What is needed:
The answer must be the full listing, reproduced word for word.

BEGIN

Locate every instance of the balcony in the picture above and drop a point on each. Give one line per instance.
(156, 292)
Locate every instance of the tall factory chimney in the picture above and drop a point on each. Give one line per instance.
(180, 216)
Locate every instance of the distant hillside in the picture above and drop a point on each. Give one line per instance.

END

Result:
Locate every instance of the balcony in the picture above and drop a point on each. Give one line per instance.
(156, 292)
Locate every instance of the tall factory chimney in the picture above and drop a point on each. Give one line per instance.
(180, 216)
Locate every instance of the distant hillside in the picture above and drop a point on each. Give one line per instance.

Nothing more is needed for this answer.